### ACTIVITY
Copy every record word for word.

══ INFORMATION

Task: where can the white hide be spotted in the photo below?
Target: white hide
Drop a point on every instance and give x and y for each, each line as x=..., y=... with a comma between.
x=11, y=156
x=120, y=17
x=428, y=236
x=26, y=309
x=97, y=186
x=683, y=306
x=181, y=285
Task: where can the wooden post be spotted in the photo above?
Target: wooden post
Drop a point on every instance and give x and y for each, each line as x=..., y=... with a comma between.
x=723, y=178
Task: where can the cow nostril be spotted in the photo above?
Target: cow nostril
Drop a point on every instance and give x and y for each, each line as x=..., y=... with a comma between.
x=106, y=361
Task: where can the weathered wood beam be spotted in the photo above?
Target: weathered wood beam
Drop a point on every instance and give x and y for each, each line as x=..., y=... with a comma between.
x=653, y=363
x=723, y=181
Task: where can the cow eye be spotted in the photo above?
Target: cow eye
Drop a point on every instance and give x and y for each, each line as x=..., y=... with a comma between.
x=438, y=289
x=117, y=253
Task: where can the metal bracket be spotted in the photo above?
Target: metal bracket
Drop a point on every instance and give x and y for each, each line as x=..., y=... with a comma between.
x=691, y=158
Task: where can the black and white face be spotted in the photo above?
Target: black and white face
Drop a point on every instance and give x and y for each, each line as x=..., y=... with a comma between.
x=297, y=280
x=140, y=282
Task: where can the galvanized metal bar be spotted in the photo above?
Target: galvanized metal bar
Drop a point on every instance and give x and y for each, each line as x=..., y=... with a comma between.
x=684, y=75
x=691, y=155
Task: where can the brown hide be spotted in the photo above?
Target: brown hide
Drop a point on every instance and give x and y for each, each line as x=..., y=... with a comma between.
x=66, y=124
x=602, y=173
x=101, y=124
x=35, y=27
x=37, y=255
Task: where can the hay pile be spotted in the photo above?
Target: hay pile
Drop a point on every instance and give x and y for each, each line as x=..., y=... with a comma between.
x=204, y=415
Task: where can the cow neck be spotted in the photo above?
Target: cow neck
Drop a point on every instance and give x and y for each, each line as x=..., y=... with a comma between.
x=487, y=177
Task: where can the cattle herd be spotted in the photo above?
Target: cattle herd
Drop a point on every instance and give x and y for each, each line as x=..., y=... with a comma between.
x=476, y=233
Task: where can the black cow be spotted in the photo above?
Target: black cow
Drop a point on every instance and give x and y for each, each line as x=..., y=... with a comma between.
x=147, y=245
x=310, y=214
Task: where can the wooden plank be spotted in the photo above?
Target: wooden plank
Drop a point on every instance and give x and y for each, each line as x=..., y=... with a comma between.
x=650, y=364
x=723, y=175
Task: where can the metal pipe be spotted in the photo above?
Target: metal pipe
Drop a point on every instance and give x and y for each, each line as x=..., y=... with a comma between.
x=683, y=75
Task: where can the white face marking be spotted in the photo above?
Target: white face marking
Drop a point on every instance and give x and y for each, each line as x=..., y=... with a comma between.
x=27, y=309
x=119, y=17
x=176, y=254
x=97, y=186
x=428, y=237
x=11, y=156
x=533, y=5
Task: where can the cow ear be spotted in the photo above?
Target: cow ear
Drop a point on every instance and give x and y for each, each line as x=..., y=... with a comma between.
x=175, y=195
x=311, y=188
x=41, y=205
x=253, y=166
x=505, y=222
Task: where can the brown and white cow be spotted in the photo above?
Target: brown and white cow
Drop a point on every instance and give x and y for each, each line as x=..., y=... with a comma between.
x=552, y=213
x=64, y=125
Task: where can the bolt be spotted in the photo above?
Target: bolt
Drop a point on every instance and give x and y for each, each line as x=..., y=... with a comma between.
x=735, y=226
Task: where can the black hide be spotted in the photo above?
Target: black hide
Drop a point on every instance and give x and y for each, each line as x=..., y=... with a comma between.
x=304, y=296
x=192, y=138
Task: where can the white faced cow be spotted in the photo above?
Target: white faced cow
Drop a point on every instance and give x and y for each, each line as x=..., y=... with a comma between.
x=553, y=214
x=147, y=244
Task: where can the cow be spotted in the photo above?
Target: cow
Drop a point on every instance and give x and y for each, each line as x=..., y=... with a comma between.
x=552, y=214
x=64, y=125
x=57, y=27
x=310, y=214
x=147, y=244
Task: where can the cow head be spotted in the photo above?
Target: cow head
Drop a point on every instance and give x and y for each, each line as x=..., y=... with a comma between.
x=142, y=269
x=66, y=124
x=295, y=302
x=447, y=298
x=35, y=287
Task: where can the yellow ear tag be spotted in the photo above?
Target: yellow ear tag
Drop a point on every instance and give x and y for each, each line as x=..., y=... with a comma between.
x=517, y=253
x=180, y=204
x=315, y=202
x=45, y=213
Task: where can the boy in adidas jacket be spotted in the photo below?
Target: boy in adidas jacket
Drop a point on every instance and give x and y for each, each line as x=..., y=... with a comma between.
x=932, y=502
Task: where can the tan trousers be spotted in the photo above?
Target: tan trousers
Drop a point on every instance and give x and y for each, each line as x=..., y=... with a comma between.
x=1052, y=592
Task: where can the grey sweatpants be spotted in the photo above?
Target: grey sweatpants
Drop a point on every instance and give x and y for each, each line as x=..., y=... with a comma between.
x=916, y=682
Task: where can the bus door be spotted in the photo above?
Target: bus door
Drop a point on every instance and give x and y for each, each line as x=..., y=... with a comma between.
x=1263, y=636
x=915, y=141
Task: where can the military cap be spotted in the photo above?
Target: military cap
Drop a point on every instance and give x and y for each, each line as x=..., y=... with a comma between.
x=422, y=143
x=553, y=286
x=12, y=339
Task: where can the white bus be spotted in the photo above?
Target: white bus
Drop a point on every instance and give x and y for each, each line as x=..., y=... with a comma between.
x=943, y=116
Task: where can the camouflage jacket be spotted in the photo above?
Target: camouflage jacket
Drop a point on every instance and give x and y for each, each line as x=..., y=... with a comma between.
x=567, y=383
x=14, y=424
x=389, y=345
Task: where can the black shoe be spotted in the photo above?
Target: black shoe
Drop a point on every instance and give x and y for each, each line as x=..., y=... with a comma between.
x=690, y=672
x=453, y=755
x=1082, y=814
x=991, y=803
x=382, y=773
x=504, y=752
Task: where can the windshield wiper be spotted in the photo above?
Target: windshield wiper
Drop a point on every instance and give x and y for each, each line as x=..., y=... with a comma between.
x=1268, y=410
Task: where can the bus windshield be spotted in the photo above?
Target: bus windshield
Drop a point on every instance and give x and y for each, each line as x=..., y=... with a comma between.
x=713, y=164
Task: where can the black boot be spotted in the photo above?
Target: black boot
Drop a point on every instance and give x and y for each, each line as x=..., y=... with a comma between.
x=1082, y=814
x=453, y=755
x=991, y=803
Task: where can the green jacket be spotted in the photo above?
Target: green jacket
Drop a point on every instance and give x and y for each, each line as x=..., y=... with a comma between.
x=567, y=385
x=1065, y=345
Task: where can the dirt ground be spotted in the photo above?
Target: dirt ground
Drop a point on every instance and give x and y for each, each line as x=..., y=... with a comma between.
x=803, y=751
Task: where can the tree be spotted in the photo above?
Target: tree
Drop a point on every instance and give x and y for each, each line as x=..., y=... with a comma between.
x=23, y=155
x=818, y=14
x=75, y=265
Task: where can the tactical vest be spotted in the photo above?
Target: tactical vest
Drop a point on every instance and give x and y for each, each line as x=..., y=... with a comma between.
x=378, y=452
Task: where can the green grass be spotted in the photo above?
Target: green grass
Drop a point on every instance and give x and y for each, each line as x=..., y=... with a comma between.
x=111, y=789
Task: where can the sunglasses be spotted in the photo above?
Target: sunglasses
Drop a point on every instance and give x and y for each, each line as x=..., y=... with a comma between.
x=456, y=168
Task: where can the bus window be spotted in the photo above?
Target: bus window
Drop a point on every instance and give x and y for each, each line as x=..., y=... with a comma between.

════

### ANSWER SPACE
Task: where can the white hide be spotted in the photo below?
Target: white hide
Drop a point on every instance and give x and y for each, each line as x=..., y=... with a comma between.
x=11, y=156
x=120, y=17
x=428, y=236
x=26, y=309
x=97, y=186
x=683, y=306
x=181, y=285
Task: where can the wooden post be spotted in the photo above?
Target: wooden post
Drop a point on every instance and give x and y for each, each line as x=..., y=... with a comma between.
x=723, y=178
Task: where can the cow nostril be spotted in the photo above?
Target: cow nostril
Drop a point on every instance and give x and y for each, each line as x=..., y=... with a comma between.
x=106, y=361
Task: where can the weathered wood beam be spotted in the photo above?
Target: weathered wood beam
Drop a point on every instance and give x and y for each, each line as x=..., y=... with a comma between.
x=653, y=363
x=723, y=181
Task: where can the cow eye be spotted in the photo above?
Target: cow eye
Drop a point on every instance and give x and y for each, each line as x=..., y=... with a comma between.
x=438, y=289
x=117, y=253
Task: where can the metal bracket be spotted in the photo above?
Target: metal bracket
Drop a point on every instance and give x and y for each, each line as x=..., y=... with a comma between.
x=691, y=158
Task: where can the black and white face be spotted in the photo above?
Target: black and white face
Drop a point on every instance and give x and y for each, each line as x=..., y=... with a comma between.
x=297, y=280
x=140, y=282
Task: where can the galvanized metal bar be spotted in the photo above?
Target: galvanized metal bar
Drop a point on every instance and give x and y for each, each line as x=..., y=... with a comma between.
x=684, y=75
x=691, y=155
Task: where can the brown hide be spotted in the photo above?
Target: brown hide
Drop a point on every instance and give x and y for each, each line as x=..., y=... with a comma between.
x=66, y=124
x=602, y=173
x=101, y=124
x=35, y=27
x=37, y=255
Task: where can the hay pile be spotted in the photo above?
Target: hay pile
Drop a point on every instance and give x and y for each, each line as x=..., y=... with a comma between.
x=204, y=415
Task: where can the cow neck be spotted in the photo above?
Target: cow neck
Drop a point on every instance and give x and y for each, each line as x=..., y=... with a comma between.
x=487, y=177
Task: where can the cattle herd be spotted in the photo above?
Target: cattle herd
Drop a point on every instance and give x and y for each, each line as x=..., y=... with a comma between.
x=476, y=233
Task: where can the black cow be spotted in the photo above?
Target: black cow
Drop a point on every instance and give x and y for each, each line as x=..., y=... with a comma between.
x=147, y=245
x=310, y=214
Task: where can the wooden plank be spotted in the photo above?
Target: wooden plank
Drop a point on every instance and give x and y for each, each line as x=..., y=... with a comma between.
x=650, y=364
x=723, y=175
Task: where can the metal pipe be spotted in the photo above?
Target: metal pipe
Drop a point on every instance and give x and y for each, each line as x=..., y=... with a comma between.
x=683, y=75
Task: where can the white face marking be spotted in the photo above?
Target: white face marking
Drop a point on every instance and give x and y for each, each line as x=..., y=... with a comma between.
x=27, y=309
x=119, y=17
x=176, y=254
x=97, y=186
x=428, y=237
x=11, y=156
x=533, y=5
Task: where can the cow ear be spotted in the photo above?
Target: cow ear
Drop a point on every instance and give x and y for each, each line as x=..., y=... with a comma between.
x=175, y=195
x=311, y=188
x=41, y=205
x=253, y=166
x=505, y=222
Task: where can the brown and white cow be spotted in the photo above?
Target: brown and white cow
Drop a point on every instance and give x and y for each, each line as x=..., y=... with a comma between.
x=552, y=213
x=64, y=125
Task: where can the bolt be spotted in the photo above?
Target: bolt
Drop a point on every instance and give x and y for each, each line as x=..., y=... with a comma between.
x=735, y=226
Task: where can the black hide be spotted in the photo above?
Target: black hide
Drop a point on every instance and give x and y for each, each line as x=..., y=... with a comma between.
x=304, y=296
x=192, y=138
Task: where can the white faced cow be spotted in the photo above?
Target: white faced cow
Drop a point on every instance and give x and y for each, each line as x=..., y=... with a comma between.
x=553, y=214
x=147, y=244
Task: where can the cow be spotted in the photo above?
Target: cow
Drop a point on every instance and give x and y for each, each line as x=..., y=... with a comma between.
x=552, y=214
x=64, y=125
x=57, y=27
x=310, y=214
x=147, y=244
Task: where can the cow head be spotted in the photo above?
Target: cow head
Drop a point on every instance and give x and y for each, each line as x=..., y=... with a comma between.
x=142, y=269
x=66, y=124
x=295, y=302
x=447, y=298
x=35, y=287
Task: where can the yellow ear tag be spotted in the photo above?
Target: yellow ear tag
Drop a point on every instance and give x and y for each, each line as x=..., y=... with a comma between.
x=517, y=253
x=180, y=204
x=315, y=202
x=45, y=213
Task: where can the boy in adidas jacket be spotted in the photo below?
Target: boy in adidas jacket
Drop a point on every instance and give x and y for each, each line as x=..., y=... with a comma between.
x=932, y=502
Task: where can the tan trousers be spotted in the photo above?
Target: tan trousers
Drop a point on every instance and give x and y for each, each line as x=..., y=... with a comma between.
x=1052, y=592
Task: where can the grey sweatpants be spotted in the photo above?
Target: grey sweatpants
Drop a point on every instance and give x and y for each, each line as x=..., y=... with a comma between.
x=916, y=682
Task: where can the bus door be spotted in the photo above?
Target: bus door
Drop a point on every instance and give x and y for each, each line as x=..., y=... with a comma between.
x=1263, y=636
x=915, y=141
Task: where can the military cap be spotted in the photo above?
Target: military cap
Drop a point on every instance and give x and y for each, each line as x=..., y=... with a comma between.
x=422, y=143
x=553, y=286
x=12, y=339
Task: where can the white bus be spotted in the photo above?
Target: white bus
Drop a point on every instance and give x and y for each, each line as x=..., y=... with a comma between.
x=943, y=116
Task: where can the camouflage jacket be spotted in the photo above?
Target: camouflage jacket
Drop a point on every instance and give x and y for each, each line as x=..., y=... with a comma between.
x=567, y=383
x=14, y=424
x=389, y=345
Task: where can the black shoe be spotted in the photo above?
Target: black shoe
Drop a point on every instance and give x and y for each, each line as x=..., y=... with a comma between.
x=690, y=672
x=453, y=755
x=1082, y=814
x=991, y=803
x=382, y=773
x=504, y=752
Task: where can the windshield wiper be spotted in the photo above?
Target: windshield wiper
Drop a point on every instance and give x and y for each, each line as x=..., y=... with a comma between.
x=1268, y=410
Task: where can the bus windshield be spotted in the photo above?
Target: bus windshield
Drop a point on every instance and give x and y for each, each line as x=..., y=... with a comma between.
x=713, y=164
Task: where can the black boot be spotted in the photo above?
Target: black boot
Drop a point on every instance and give x and y for each, each line as x=..., y=... with a comma between.
x=1082, y=814
x=453, y=755
x=991, y=803
Task: where can the green jacket be spotted in the photo above?
Target: green jacket
Drop a point on every instance and give x and y for each, each line as x=..., y=... with a comma between.
x=567, y=385
x=1065, y=345
Task: where can the dirt ground be spotted in the photo above?
Target: dirt ground
Drop a point on every instance and give x and y for each, each line as x=..., y=... with a comma between.
x=803, y=751
Task: where can the tree be spotted in the photo above?
Target: tree
Drop a point on every instance and give x and y for each, each line as x=..., y=... with a comma between.
x=23, y=155
x=818, y=14
x=75, y=265
Task: where can the tactical vest be spotted in the photo above?
Target: tactical vest
Drop a point on every instance and give x and y for each, each line as x=..., y=... with a comma between.
x=378, y=452
Task: where can the green grass be spotted in the photo above?
Target: green grass
Drop a point on every instance and give x and y for each, each line as x=..., y=... with a comma between.
x=111, y=789
Task: where can the sunglasses be spotted in the photo above?
Target: sunglasses
Drop a point on every instance and give x and y for each, each line as x=..., y=... with a comma between.
x=456, y=168
Task: where can the bus window be spotted in the photo above?
Target: bus window
Drop a point on every instance and give x and y for each, each line as x=..., y=... with a comma between.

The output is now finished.